- [SELECTED EXCERPT]
===============
Thursday, August 7, 2014
1~ Found in Translation
Akune is far off the common track. The Shinkansen bullet train does not stop here. The old Orange Line, orange for rust, oxidation, pulls through. Pigeons and wattle carrying swallows own the nest pocked real estate of the walls and ceilings above the ticket window of the terminal. Crows, fishing boats, sea eagles. There are no gulls. I think the sea eagles must have eaten them eons ago during the Jomon Period. Beds of white salty potatoes grow in terraces perched on cliffs over the sea on up on Nagashima Island. The water is Mediterranean, rocky bottomed. Viridian green shallows blend to dark manganese blue depths. Small black octopi try to hide on Styrofoam trays under the canvas tented fish market stalls.
One could write all kinds of touristy road trip details designed to flatter this countryside. Any real portrait of this town would have to step over the stunning beauty of the East China Sea, the greenery of the stands of timber bamboo, and cut to Tachiko’s story; how did big bags of frozen of shrimp and gyoza constantly disappear from the freezer wedged between cardboard produce boxes and plastic work buckets that inhabit her carport?
===============
Dataset entries
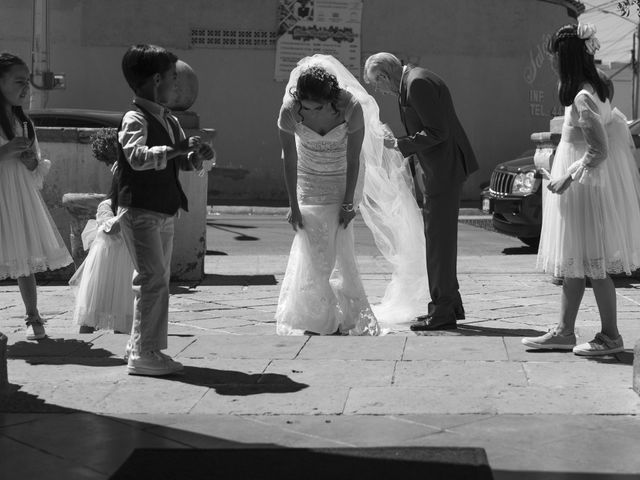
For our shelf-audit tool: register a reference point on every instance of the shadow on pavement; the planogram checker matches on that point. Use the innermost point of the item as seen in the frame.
(61, 351)
(523, 250)
(471, 329)
(82, 444)
(232, 229)
(231, 382)
(624, 358)
(407, 463)
(214, 280)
===============
- [PROBLEM SET]
• A. Condense the paragraph of the text about Akune that begins "Akune is far off the common track" into a bulleted list of its main facts.
• B. In the text about Akune, what reason does the writer offer for the absence of gulls? Answer in one to three sentences.
• C. Continue the text about Akune from its final sentence, taking up Tachiko's story.

- [EXPECTED RESULTS]
• A.
- Akune lies far off the common track; the Shinkansen bullet train does not stop there.
- The old Orange Line, orange for rust, runs through town.
- Pigeons and swallows nest in the walls and ceilings above the terminal's ticket window.
- The area has crows, fishing boats and sea eagles, but no gulls.
- On Nagashima Island, white salty potatoes grow in terraces on cliffs over the sea.
- The water is Mediterranean and rocky-bottomed, shading from viridian green shallows to dark manganese blue depths.
- Small black octopi sit on Styrofoam trays in the canvas-tented fish market stalls.

• B. The writer suggests that sea eagles must have eaten the gulls eons ago, during the Jomon Period.

• C.
Tachan, ‘chan’ the familiar endearing form of her full name Tachiko, lives across the street from me. It’s hardly a street, unless you’re from a really small village in Italy and the streets are narrow and strewn with pea gravel and allow only one tiny non American sized car at a time. Where I am from it would be called an alley, but I shy from judging this thoroughfare by naming it in a diminutive way. It’s a tough little street full of amorpropio, but like most side streets in countryside Japanese towns, it has no name. Taxi drivers would know my street if you were to engage him to deliver you by saying: “Fumotosan’s house” or “Tachikosan”. Off your taxi man would go to present you to the precise door of the person you requested, on a street with no name.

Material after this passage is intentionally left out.